→ **Given problem**
Transcribe all of the data exactly. Omit the pictures.

Object location annotation data:
++++++++

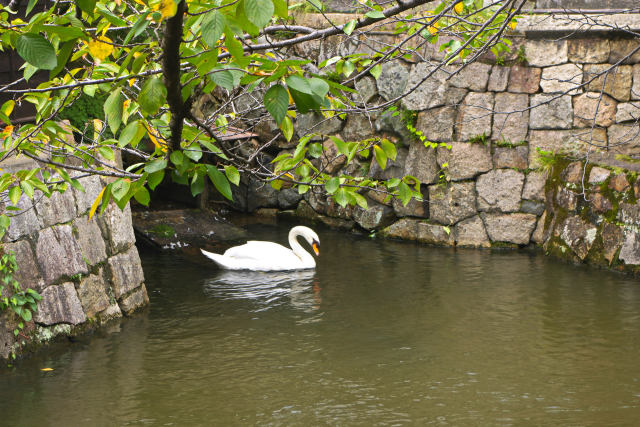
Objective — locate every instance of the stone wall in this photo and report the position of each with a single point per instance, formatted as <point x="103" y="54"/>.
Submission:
<point x="492" y="187"/>
<point x="87" y="270"/>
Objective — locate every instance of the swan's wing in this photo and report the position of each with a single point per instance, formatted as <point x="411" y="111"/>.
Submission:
<point x="260" y="251"/>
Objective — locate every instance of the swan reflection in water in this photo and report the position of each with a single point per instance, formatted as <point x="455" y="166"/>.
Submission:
<point x="268" y="289"/>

++++++++

→ **Answer to this problem**
Objective — locate every instance of the stone wall in this photo and report the position of each with a single point per instance, formatted as <point x="103" y="54"/>.
Submission:
<point x="492" y="187"/>
<point x="87" y="270"/>
Objective — locate every instance of the swan's wing in this photo and report the position of each with a single point per instance, formatted as <point x="411" y="111"/>.
Submission:
<point x="260" y="251"/>
Objective — locate every instance of the swan reflection in water in this photo and report the position of each with a single point per instance, formatted as <point x="455" y="166"/>.
Submission:
<point x="268" y="289"/>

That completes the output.